◆ **PAGE EXTRACT**
⟨

Treatment for illness caused by tapeworm larvae in the brain

If people eat eggs from the pork tapeworm (Taenia solium), these eggs can move from the gut and then lodge in different tissues of the body forming cysts. When these cysts form in the brain, this is called neurocysticercosis. Some people may have no symptoms if this happens, but others may suffer from seizures, headaches, or more rarely from confusion, loss of balance or brain swelling. More rarely still, someone may die.

The condition is mainly found where people live in close contact with pigs and where the sanitation is poor. It affects around 50 million people worldwide, and in some areas is the leading cause of adult-onset epilepsy.

The number, size and location of the cysts help to guide treatment of neurocysticercosis, as do the patient’s symptoms; for example, giving anticonvulsants to someone with seizures. Two drugs, praziquantel and albendazole, can be used specifically in neurocysticercosis to help kill the parasite; these drugs are known as anthelmintics. Some cysts, called non-viable lesions are generally in the process of degenerating and resolving spontaneously; many experts recommend not treating this type of cyst. However, treating viable lesions (ie those lesions that may or may not resolve spontaneously) with these drugs may help kill the parasite, although treatment remains controversial due to the potential side effects and the fact the parasite may die without treatment.

⟩

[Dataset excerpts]
⟨

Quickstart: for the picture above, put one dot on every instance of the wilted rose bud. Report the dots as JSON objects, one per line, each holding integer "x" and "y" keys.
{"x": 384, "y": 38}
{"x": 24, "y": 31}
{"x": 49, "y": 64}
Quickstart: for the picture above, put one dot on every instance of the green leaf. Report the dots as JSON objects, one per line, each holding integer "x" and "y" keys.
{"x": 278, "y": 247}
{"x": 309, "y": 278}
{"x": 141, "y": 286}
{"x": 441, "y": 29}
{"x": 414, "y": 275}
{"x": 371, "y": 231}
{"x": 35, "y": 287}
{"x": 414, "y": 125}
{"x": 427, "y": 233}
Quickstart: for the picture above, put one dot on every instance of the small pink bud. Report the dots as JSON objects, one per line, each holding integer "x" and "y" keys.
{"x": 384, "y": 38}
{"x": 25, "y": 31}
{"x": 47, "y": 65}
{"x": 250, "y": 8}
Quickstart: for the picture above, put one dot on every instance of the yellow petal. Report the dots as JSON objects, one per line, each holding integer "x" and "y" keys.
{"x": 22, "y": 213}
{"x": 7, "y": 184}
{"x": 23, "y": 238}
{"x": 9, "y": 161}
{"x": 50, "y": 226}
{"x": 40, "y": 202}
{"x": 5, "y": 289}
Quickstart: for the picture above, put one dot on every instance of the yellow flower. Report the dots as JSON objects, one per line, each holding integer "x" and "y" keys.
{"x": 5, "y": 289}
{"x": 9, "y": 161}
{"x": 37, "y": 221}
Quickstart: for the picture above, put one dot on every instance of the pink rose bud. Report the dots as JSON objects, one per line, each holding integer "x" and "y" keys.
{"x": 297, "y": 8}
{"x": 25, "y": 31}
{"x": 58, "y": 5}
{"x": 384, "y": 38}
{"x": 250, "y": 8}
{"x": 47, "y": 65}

⟩

◆ **WHAT YOU NEED TO DO**
1. According to the neurocysticercosis text, how many people worldwide does the condition affect?
2. Retype the part of the neurocysticercosis text that opens with the words containing "The number, size" and closes with "die without treatment.".
Rely only on the neurocysticercosis text to answer.

◆ **ANSWER SET**
1. Around 50 million people.

2.
The number, size and location of the cysts help to guide treatment of neurocysticercosis, as do the patient’s symptoms; for example, giving anticonvulsants to someone with seizures. Two drugs, praziquantel and albendazole, can be used specifically in neurocysticercosis to help kill the parasite; these drugs are known as anthelmintics. Some cysts, called non-viable lesions are generally in the process of degenerating and resolving spontaneously; many experts recommend not treating this type of cyst. However, treating viable lesions (ie those lesions that may or may not resolve spontaneously) with these drugs may help kill the parasite, although treatment remains controversial due to the potential side effects and the fact the parasite may die without treatment.